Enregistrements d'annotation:
====================

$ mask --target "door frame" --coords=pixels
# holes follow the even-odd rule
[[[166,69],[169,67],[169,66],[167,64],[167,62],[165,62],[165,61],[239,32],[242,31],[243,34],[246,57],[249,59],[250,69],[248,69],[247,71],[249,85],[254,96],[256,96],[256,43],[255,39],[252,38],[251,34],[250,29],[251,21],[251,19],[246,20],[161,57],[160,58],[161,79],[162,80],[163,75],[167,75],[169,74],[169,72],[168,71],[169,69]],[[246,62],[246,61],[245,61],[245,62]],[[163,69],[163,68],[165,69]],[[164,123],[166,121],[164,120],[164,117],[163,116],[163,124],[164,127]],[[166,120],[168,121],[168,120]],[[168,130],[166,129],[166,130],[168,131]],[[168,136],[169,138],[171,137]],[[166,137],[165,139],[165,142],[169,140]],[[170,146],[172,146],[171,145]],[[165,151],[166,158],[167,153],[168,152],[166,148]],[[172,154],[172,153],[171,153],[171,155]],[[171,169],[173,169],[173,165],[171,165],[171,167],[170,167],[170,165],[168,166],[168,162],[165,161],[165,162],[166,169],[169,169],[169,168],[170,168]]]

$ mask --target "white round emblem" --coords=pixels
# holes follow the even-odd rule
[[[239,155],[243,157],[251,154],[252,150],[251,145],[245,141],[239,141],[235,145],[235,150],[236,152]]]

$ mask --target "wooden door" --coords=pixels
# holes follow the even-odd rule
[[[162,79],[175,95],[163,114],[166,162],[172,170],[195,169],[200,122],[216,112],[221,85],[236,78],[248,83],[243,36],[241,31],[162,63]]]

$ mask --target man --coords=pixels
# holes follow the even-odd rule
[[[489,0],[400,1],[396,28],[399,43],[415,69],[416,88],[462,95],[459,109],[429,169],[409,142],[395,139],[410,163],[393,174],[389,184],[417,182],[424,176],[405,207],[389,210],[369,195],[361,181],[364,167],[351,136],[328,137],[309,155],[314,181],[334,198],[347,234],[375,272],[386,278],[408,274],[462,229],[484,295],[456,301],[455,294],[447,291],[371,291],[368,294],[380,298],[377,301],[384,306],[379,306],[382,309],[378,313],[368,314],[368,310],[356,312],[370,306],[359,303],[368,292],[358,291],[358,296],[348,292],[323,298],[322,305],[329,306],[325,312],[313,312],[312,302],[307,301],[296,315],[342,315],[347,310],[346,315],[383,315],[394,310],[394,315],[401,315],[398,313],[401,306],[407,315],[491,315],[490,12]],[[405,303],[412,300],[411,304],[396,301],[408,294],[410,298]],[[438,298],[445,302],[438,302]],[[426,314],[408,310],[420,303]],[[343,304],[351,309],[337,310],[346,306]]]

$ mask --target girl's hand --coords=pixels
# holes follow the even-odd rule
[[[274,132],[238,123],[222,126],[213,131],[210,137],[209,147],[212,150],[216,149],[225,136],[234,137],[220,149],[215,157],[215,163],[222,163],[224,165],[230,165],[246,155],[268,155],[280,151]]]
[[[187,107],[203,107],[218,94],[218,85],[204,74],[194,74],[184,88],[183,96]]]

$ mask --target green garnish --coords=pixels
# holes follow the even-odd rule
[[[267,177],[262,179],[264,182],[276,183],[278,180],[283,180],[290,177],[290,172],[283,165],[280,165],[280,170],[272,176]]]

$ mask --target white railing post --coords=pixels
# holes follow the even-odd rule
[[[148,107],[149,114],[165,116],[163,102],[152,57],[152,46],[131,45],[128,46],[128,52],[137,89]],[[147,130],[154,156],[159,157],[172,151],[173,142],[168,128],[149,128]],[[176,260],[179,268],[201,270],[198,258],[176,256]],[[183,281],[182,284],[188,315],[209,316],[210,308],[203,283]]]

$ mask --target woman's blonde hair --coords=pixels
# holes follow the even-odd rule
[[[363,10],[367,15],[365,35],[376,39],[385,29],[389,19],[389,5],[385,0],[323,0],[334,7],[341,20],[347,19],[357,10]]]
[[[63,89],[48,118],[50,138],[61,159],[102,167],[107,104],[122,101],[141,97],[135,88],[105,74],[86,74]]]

====================

Redimensionnez le matériel de la ligne contenant « girl's hand --coords=pixels » à la fin du matériel, bornes comprises, en recopiant chaque ligne en entier. Dans les réponses, multipliez chaque coordonnée en pixels des contours par 2,05 et arrondissez à l'entier le plus proche, les demis vers le haut.

$ mask --target girl's hand --coords=pixels
# holes follow the even-odd rule
[[[562,271],[488,252],[455,258],[437,269],[431,281],[428,301],[435,308],[443,305],[461,279],[480,281],[451,305],[441,322],[441,334],[455,334],[459,338],[472,338],[504,318],[549,318],[574,310]]]
[[[383,219],[416,219],[447,193],[447,174],[418,152],[398,152],[377,180],[375,197]]]

$ mask --target green garnish --coords=pixels
# holes follow the even-odd rule
[[[547,363],[537,367],[541,373],[566,375],[570,369],[580,369],[595,363],[595,353],[580,338],[574,338],[574,349],[558,361]]]

$ mask --target white railing post --coords=pixels
# holes follow the even-odd rule
[[[303,219],[305,234],[338,238],[334,209],[312,117],[312,94],[269,92],[262,94],[262,107],[281,182]],[[301,267],[316,320],[326,322],[353,310],[355,291],[344,262],[305,262]],[[361,533],[367,549],[412,554],[406,529],[361,525]],[[375,576],[373,582],[385,646],[428,648],[431,631],[416,580]]]

$ mask --target woman's blonde hair --coords=pixels
# holes follow the even-odd rule
[[[744,21],[752,31],[748,72],[771,80],[789,59],[797,39],[797,10],[789,0],[662,0],[685,14],[699,41],[711,39],[732,21]]]
[[[129,182],[98,242],[103,283],[125,326],[209,342],[219,213],[250,207],[289,199],[277,180],[215,152],[176,152]]]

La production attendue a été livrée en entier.